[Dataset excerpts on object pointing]
-- Start --

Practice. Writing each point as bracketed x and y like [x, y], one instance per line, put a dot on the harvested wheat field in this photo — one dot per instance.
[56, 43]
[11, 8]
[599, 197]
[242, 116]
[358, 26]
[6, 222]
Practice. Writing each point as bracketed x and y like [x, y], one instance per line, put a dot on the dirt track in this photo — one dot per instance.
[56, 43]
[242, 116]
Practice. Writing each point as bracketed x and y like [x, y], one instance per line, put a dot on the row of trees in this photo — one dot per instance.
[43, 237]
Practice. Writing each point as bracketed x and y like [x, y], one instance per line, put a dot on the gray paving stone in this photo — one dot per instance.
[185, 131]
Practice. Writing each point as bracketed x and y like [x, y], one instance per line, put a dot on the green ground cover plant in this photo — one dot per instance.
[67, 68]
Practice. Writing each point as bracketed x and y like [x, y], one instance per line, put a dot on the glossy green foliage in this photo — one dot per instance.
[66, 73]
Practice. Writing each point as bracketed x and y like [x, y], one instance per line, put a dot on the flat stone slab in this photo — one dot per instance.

-- End --

Can you output the lines from the one containing "on the green" through the end of the items above, both ends included, as a JSON list of strings? Use one string per line and leave out blank lines.

In response:
[
  "Practice. Writing each point as bracketed x and y like [x, y], one instance per line, put a dot on the green ground cover plant in this photo — one dot per instance.",
  "[67, 68]",
  "Practice. Writing each point as bracketed x and y like [x, y], one instance per line, put a dot on the glossy green foliage in this photo — one dot per instance.",
  "[66, 73]",
  "Practice. Writing each point as bracketed x and y like [x, y], one instance per line, put a dot on the flat stone slab in this photo — one dot per instance."
]